* **Extrait de page**
^^^^^^^^

Pour les pays occidentaux, il est difficile de se maintenir au sein de la compétition industrielle mondiale lorsque le facteur prix devient le plus important. En effet, le niveau des salaires élevé par rapport aux pays émergents fait qu'il est plus avantageux de produire dans les pays aux bas coûts de production, car même les frais de transport supplémentaires ne suffisent pas à entamer la compétitivité prix des produits fabriqués. La théorie (confirmée par les faits) de cycle de vie des produits nous apprend qu'un nouveau produit connaît d'abord une phase de croissance des ventes après avoir été introduit où les prix sont élevés, car il est nécessaire d'amortir de lourds frais de développement. Lorsque le marché se développe, il devient possible de générer des économies d'échelles, permettant ainsi une baisse des prix, et donc la démocratisation du produit. Lorsque le produit devient mature, la taille du marché attire l'arrivée de concurrents qui feront encore plus baisser les prix. A ce stade, la production des produits manufacturés est souvent délocalisée dans les pays aux bas coûts de production. Au fur et à mesure que le produit se banalise, il est vendu à un prix si bas que sa production, même délocalisée, n'est parfois plus intéressante pour la firme qui l'a créé. Tout ceci montre qu'il est presque vain de vouloir être compétitif sur les produits matures, il est bien plus préférable d'avoir la haute main sur des produits récents, apportant un plus par rapport à la concurrence bon marché qui justifiera que les consommateurs le paieront plus cher. Une forte qualité peut être ce plus, l'image de marque allemande en a beaucoup profité. Le caractère innovant des produits peut l'être aussi. Pour cela, il est nécessaire d'avoir une recherche forte, fondamentale bien sûr, mais aussi appliquée, afin de développer de nouveaux produits.

Les entreprises ne devraient donc jamais négliger leurs budgets de recherche et développement. La France a laissé passé les trains de l'électronique grand public et de l'informatique pour avoir n'avoir pas cherché du tout à innover dans ces domaines. Aujourd'hui, de solides entreprises, respectivement japonaises et américaines, dominent ces domaines très en vue sur les marchés actuels. La France est forte dans les domaines de l'agronomie, du tourisme et du luxe, mais il faut veiller à pouvoir avoir un rôle dans les secteurs clés de demain. Actuellement, la France se concentre surtout sur la recherche fondamentale. C'est en tous cas l'orientation prise par la recherche publique. Le développement des connaissances est certes une quête intéressante, mais ne rien en faire confine à l'absurde. C'est pourquoi il est nécessaire de se soucier des applications concrètes de la recherche fondamentale, et confier ses fruits à la recherche appliquée.

^^^^^^^^

* **Données enregistrées**

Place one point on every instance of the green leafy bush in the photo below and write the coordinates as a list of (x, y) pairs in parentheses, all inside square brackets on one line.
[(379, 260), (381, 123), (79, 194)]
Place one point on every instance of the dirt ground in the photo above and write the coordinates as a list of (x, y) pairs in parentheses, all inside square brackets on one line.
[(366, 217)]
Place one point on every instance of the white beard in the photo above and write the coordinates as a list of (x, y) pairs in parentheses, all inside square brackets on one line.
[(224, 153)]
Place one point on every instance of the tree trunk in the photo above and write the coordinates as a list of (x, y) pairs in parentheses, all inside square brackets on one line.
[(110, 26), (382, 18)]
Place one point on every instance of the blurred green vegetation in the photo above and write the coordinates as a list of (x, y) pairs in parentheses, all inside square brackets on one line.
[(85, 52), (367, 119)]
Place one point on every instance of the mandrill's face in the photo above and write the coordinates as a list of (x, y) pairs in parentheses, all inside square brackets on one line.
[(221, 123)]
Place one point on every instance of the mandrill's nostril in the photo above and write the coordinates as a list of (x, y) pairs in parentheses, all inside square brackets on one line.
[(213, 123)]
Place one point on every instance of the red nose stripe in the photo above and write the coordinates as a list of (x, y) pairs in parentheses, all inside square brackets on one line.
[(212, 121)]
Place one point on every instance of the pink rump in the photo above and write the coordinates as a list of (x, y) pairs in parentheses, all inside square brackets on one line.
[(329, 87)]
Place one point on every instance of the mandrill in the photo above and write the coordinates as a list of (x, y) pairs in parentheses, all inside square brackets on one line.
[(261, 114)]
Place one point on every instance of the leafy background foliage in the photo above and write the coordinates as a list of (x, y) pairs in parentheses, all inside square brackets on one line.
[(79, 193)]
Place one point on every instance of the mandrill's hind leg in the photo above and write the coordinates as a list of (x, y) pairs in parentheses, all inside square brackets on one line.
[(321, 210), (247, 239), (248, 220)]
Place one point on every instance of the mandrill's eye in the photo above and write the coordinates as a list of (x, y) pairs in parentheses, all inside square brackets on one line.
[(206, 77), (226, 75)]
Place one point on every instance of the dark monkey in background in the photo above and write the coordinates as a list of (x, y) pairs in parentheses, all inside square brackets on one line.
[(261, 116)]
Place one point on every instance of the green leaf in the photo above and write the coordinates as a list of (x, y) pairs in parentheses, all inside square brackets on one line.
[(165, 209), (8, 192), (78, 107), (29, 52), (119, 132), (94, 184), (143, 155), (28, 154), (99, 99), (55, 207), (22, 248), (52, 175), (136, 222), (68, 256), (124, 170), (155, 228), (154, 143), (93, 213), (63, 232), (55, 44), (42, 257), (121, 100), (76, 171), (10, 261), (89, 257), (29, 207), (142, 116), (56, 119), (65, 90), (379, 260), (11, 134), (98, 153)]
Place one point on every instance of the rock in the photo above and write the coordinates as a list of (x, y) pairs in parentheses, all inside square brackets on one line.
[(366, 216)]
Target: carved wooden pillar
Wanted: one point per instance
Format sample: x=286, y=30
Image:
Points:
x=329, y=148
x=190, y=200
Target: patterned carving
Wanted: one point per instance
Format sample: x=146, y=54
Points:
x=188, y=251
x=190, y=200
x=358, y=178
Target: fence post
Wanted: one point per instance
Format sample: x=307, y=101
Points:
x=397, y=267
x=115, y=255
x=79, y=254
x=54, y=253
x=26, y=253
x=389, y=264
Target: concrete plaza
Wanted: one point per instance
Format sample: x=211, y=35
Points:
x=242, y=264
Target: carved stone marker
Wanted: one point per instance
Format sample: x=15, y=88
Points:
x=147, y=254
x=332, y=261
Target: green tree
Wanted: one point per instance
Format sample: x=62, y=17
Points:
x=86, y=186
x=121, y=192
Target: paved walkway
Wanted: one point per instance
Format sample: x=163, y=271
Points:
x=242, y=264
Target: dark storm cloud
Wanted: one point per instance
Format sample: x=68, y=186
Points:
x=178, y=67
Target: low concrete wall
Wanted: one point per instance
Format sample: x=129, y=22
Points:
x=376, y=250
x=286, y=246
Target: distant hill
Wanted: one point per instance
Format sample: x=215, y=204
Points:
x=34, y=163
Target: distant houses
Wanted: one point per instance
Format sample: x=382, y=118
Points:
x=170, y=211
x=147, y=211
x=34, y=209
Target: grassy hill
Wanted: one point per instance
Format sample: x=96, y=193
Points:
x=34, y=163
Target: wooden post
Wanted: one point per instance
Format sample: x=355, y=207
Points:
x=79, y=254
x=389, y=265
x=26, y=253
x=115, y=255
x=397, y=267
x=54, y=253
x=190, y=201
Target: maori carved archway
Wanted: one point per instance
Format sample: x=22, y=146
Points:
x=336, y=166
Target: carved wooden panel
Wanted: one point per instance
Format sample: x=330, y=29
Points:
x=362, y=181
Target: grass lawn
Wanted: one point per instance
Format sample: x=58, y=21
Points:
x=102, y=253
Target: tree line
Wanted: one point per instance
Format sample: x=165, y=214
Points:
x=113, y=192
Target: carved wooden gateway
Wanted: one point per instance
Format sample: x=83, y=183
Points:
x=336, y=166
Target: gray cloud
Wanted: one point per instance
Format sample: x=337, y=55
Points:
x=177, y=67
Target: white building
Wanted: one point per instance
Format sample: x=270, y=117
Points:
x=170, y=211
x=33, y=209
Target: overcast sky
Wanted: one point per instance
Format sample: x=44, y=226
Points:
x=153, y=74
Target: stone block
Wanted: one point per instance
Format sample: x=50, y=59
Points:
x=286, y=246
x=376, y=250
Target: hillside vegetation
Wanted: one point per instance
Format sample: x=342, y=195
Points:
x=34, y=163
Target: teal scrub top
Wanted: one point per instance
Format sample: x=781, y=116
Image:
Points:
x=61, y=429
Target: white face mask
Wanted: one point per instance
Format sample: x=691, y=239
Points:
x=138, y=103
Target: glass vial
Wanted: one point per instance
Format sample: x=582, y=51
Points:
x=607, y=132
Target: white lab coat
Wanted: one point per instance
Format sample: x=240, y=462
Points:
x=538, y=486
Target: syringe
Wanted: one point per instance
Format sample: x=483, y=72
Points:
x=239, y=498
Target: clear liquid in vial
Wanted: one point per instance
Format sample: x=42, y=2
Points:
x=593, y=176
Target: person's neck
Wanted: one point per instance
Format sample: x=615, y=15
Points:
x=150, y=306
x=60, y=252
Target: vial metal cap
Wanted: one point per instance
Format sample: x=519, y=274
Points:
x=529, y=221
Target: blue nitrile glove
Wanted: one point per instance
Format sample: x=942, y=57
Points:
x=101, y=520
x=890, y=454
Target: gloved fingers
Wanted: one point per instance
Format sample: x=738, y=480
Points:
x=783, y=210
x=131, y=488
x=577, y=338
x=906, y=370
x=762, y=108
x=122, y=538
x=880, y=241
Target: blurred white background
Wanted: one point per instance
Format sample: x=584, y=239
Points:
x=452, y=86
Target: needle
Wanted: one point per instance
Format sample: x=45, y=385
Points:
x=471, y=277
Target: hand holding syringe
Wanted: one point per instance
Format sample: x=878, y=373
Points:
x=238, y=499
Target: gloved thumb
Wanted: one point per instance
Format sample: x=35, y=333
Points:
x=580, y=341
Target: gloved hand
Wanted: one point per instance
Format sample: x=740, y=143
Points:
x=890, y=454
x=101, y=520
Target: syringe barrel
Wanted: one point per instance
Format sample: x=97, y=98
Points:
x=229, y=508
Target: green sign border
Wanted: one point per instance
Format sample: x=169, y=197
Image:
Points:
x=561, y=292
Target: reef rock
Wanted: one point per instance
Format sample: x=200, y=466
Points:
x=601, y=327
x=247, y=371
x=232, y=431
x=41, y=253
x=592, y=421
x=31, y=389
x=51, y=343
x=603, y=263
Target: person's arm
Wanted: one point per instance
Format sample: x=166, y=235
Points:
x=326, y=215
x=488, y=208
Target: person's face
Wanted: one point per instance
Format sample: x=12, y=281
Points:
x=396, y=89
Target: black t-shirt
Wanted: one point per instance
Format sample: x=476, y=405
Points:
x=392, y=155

^^^^^^^^

* **Consigne**
Poursuivez, s'il vous plaît, le texte sur la recherche et la compétitivité à partir de sa dernière phrase. Cette liste n'a aucun lien avec le texte sur la recherche et la compétitivité.

* **Résultat**
"Des chercheurs qui cherchent, on en trouve. Mais des chercheurs qui trouvent, on en cherche." Cette phrase attribuée au Général de Gaulle reflète bien le paradoxe de la recherche déconnectée des réalités. Dans de nombreux organismes et au sein de la recherche universitaire, le seul but de nombreux chercheurs réside dans la reconnaissance par leurs pairs. Une publication de leur article dans une grande revue, un prix prestigieux font leur succès. Mais comment les peuples pourraient se contenter de cela ? Ce serait refuser toute finalité à la recherche. Il faut donc établir des liens entre la recherche fondamentale et la recherche appliquée, quitte à ce que ces liens se fassent entre chercheurs publics et entreprises. Un chercheur devrait pouvoir être évalué sur les brevets que ses découvertes permettent de déposer, ou tout du moins sur leurs applications pratiques. Les entreprises peuvent également s'adonner à la recherche fondamentale. Quoi qu'il en soit, ses applications pratiques ne doivent jamais être négligées, et doivent représenter la finalité prioritaire. Une entreprise peut financer de la recherche fondamentale avec un objectif précis, pour permettre une innovation désirée, ou si elle a des moyens financiers conséquents, financer une recherche fondamentale exploratoire, dont les applications ne seraient pas encore connues au départ. C'est la stratégie que peuvent se permettre Microsoft ou Google actuellement.

Dans le domaine de l'informatique justement, le Palo Alto Research Center (PARC) était un centre de recherche fondamentale financé par le fabriquant de photocopieurs Rank Xerox au début des années 1980. Les esprits brillants qui y travaillaient eurent des idées novatrices, transformées en remarquables innovations, telles que l'interface graphique ou la souris. Mais les dirigeants de Rank Xerox firent peu attention à ces trouvailles, et laissèrent Steve Jobs d'Apple se les approprier lors d'une visite au PARC. Cette histoire montre l'effort double à accomplir, d'une part du côté de la recherche fondamentale pour se transformer en innovations, et d'autre part du côté des entreprises et administrations pour les accepter, en faisant face au changement et permettre de s'adapter constamment.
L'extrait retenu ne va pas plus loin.